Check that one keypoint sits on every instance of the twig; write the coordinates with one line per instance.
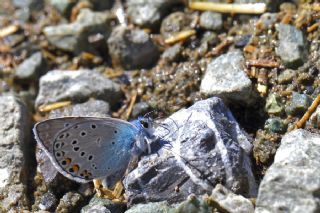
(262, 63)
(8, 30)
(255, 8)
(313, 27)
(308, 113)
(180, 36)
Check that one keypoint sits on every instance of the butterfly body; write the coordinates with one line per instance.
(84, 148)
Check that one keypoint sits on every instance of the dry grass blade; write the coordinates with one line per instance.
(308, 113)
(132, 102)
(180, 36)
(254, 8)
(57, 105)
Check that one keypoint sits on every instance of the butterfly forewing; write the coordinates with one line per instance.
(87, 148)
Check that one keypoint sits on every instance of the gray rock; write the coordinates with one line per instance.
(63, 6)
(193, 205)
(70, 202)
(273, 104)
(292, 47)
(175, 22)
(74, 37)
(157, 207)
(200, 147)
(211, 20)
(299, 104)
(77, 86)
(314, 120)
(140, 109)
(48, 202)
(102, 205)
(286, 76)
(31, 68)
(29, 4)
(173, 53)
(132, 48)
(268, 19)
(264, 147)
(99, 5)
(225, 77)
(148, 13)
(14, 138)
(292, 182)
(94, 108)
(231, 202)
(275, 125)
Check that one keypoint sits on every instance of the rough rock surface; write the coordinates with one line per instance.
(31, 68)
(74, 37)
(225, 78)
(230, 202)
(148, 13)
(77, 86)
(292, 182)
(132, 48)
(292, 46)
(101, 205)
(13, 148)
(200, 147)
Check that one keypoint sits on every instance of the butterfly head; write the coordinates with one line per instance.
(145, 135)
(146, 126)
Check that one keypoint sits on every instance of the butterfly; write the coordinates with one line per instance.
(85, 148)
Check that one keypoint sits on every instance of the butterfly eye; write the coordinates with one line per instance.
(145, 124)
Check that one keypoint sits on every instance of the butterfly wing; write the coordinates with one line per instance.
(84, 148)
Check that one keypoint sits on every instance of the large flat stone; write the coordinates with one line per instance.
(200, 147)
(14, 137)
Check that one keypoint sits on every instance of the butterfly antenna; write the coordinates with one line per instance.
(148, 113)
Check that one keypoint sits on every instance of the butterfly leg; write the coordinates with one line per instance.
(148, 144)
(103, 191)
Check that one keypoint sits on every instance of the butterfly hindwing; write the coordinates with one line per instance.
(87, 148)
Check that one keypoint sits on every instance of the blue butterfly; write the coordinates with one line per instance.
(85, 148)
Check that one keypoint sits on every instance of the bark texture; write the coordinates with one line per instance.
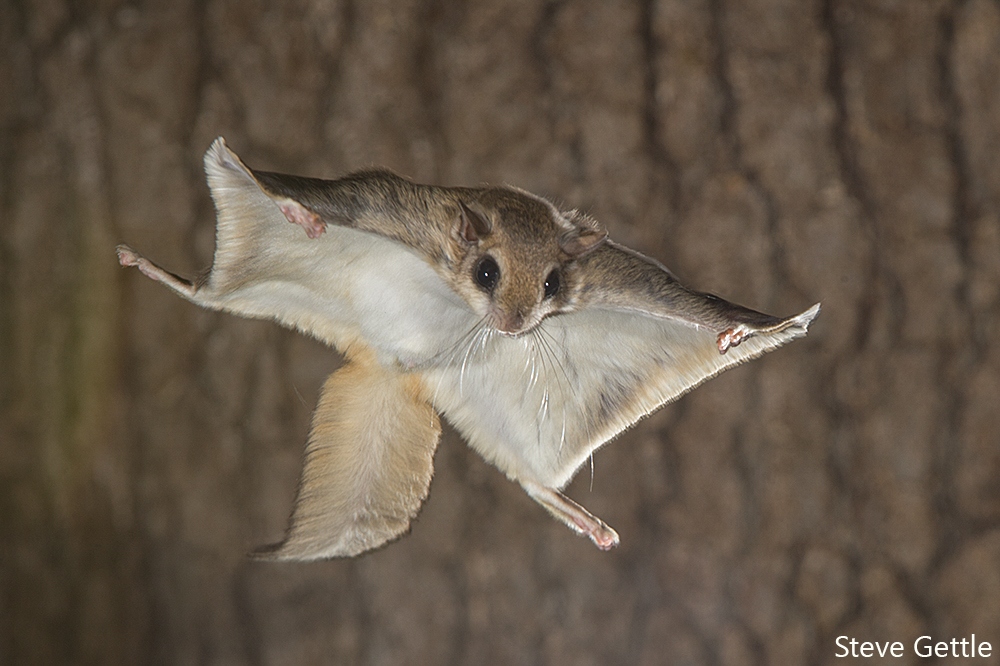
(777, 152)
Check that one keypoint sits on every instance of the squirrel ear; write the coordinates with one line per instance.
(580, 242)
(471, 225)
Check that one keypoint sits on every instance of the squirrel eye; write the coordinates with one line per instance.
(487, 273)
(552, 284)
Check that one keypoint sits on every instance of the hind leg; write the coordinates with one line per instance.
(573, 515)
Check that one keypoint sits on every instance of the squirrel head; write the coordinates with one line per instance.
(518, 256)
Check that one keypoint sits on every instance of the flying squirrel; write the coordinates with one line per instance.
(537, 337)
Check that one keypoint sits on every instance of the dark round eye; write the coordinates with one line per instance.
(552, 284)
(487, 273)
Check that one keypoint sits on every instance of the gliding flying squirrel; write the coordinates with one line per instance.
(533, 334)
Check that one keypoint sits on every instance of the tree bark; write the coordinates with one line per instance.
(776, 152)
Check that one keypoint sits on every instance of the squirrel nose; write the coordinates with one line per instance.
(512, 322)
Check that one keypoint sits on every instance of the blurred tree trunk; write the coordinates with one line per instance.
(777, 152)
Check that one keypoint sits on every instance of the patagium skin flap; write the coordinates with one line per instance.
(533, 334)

#####

Stated exercise = Swap "blurred tree trunk" for "out-of-focus tree trunk" in the data, from the line containing "Check that one keypoint sits on every instance of the gliding" up to and including the last line of the data. Return only those lines, with everything else left unchanged.

Output of the exercise =
Check that one keypoint sits on every instance of the gliding flying squirrel; write the coordinates with one line per instance.
(533, 334)
Check that one keypoint sits on every instance of the tree bark; write the coordinates with one line per instance.
(776, 152)
Check that one keypoint sits on every instance of the squirrel nose; write the coordinates with one line per instance.
(512, 322)
Check that one keypoint sits on every instance of the out-of-focus tree trunk; write the coordinates with one line per instance.
(777, 152)
Check that one keypoint sits on every instance of the patagium skin flap; write the coordinates with one line per instance.
(533, 334)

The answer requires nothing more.